START Excerpted passage

The societal benefits of seasonal influenza vaccination in a healthy working adult is estimated across various studies as ~$45 per year based largely on reduction in working days lost. The cost of influenza vaccination from Lloyd pharmacy is now £5 (~$8). 40.9% of total national income is (ultimately) taken as tax in the UK, so tax revenue lost is 0.4*$45 = $18. So universal influenza vaccination of workers should make the government a net saving of at least $10 per person (more if they are in an existing high risk group).
There are some hidden costs I’ve not considered, such as the costs of getting to the pharmacy, and tax revenues may not fall as fast as costs, if employers bear some of the cost through (non-statutory) sick leave arrangements (given companies pay a lower rate of tax than individuals). On the other hand the majority of health care workers don’t get a seasonal vaccine (even though it is free to them), and in most cases the government pays the full brunt of any loss of earnings from this group.
Obviously income distribution plays a role, if low income people don’t work it has minimal effect on tax revenues, the societal loss is thus less (even if for the individual it is as bad, or likely worse).
By my back of the envelope calculations vaccinating all higher rate tax payers against seasonal influenza in the UK would generate enough additional tax revenue to pay to vaccinate everyone else from influenza (including the current vaccination program).
I’m guessing free influenza vaccines for higher rate tax payers wouldn’t fly politically, nor mandatory vaccination for health care workers, nor removing sick leave arrangements for vaccine preventable diseases.
Probably I shouldn’t go into politics.
Yay, bring on the ‘flu superbug!
(mass-vaccination programmes hasten the evolution of vaccine-resistant strains of bugs)
We already vaccinate 65% of over 65’s and 40% of other high risk groups so we already have mass vaccination for influenza.
However I don’t believe mass vaccination encourages resistance, and I can’t find any reference to such a statement in the medical literature. Do you have such a reference?

END Excerpted passage
START Material shown

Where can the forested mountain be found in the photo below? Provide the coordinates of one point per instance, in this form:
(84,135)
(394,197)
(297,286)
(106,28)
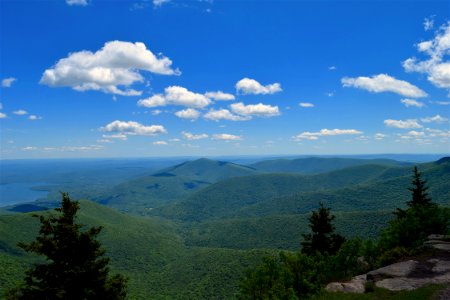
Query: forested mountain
(366,187)
(170,184)
(206,221)
(314,165)
(148,251)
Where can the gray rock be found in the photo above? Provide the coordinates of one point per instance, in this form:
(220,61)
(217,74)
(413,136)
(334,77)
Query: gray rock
(401,269)
(356,285)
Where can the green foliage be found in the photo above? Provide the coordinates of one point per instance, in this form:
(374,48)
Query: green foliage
(426,292)
(322,239)
(76,267)
(289,276)
(362,188)
(420,219)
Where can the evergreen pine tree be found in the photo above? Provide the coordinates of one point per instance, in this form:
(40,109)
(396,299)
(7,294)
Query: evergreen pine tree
(323,239)
(419,191)
(76,267)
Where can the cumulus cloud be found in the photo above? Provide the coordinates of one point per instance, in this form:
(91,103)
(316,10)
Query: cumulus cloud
(176,95)
(437,67)
(384,83)
(115,65)
(226,137)
(133,128)
(159,3)
(325,132)
(219,96)
(119,136)
(306,104)
(402,124)
(189,113)
(34,117)
(379,136)
(29,148)
(20,112)
(411,102)
(428,23)
(192,137)
(77,2)
(7,82)
(260,110)
(435,119)
(224,114)
(251,86)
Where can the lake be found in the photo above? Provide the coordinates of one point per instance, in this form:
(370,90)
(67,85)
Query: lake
(15,193)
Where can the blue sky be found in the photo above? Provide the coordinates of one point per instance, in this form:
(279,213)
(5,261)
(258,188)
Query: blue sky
(91,78)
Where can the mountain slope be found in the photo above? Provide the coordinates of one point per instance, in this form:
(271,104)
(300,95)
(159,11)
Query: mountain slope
(149,251)
(314,165)
(170,184)
(367,187)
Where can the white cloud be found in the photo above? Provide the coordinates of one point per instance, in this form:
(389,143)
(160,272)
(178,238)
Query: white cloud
(436,119)
(428,23)
(115,65)
(159,3)
(306,104)
(189,113)
(29,148)
(133,128)
(260,110)
(104,141)
(416,133)
(226,137)
(379,136)
(325,132)
(219,96)
(224,114)
(384,83)
(436,66)
(411,102)
(119,136)
(34,117)
(402,124)
(20,112)
(77,2)
(192,137)
(251,86)
(176,95)
(7,82)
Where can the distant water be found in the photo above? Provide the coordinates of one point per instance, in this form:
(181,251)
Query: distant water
(15,193)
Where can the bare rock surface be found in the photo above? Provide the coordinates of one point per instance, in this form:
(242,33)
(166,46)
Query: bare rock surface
(407,275)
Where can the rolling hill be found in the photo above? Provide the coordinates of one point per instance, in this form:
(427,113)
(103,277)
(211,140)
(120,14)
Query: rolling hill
(148,251)
(168,185)
(366,187)
(315,165)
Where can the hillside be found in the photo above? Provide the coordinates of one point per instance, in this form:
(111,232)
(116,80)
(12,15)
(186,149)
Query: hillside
(314,165)
(366,187)
(148,251)
(142,194)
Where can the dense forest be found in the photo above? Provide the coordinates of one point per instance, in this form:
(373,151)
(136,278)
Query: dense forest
(206,229)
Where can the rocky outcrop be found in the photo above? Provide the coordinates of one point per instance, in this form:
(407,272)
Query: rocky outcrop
(405,275)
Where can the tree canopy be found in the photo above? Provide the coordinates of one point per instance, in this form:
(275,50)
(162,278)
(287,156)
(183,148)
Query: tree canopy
(76,266)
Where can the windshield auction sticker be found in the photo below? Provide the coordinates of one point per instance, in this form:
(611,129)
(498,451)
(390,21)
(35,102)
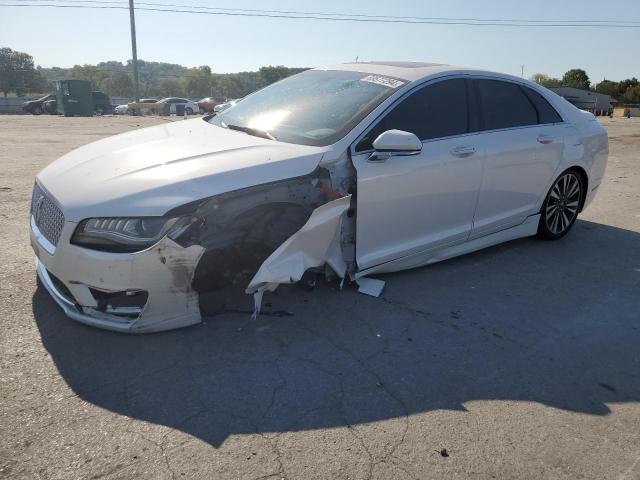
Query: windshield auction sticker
(382,80)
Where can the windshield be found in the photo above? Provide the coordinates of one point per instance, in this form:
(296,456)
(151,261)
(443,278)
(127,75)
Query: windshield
(316,107)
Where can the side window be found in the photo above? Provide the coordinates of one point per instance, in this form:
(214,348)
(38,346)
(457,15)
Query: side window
(546,113)
(504,105)
(435,111)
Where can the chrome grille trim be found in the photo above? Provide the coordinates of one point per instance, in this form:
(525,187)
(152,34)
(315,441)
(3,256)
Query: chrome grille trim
(48,217)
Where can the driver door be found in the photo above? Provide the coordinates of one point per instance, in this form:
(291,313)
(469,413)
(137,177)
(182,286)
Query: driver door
(409,204)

END Material shown

— Exercise instructions —
1/ Reproduce the influenza vaccination post between "We already vaccinate" and "such a reference?", inclusive, renaming "mass vaccination" as "population-wide vaccination".
2/ Answer these questions from the influenza vaccination post:
(a) How much does influenza vaccination now cost at Lloyd pharmacy?
(b) What share of total national income is taken as tax in the UK?
(c) What percentage of over 65's are already vaccinated?
3/ Which percentages appear in the influenza vaccination post? List every one.
This data is drawn from a separate source.

— Answers to the exercise —
1/
We already vaccinate 65% of over 65’s and 40% of other high risk groups so we already have population-wide vaccination for influenza.
However I don’t believe population-wide vaccination encourages resistance, and I can’t find any reference to such a statement in the medical literature. Do you have such a reference?

2/
(a) £5 (~$8)
(b) 40.9%
(c) 65%

3/
40.9%
65%
40%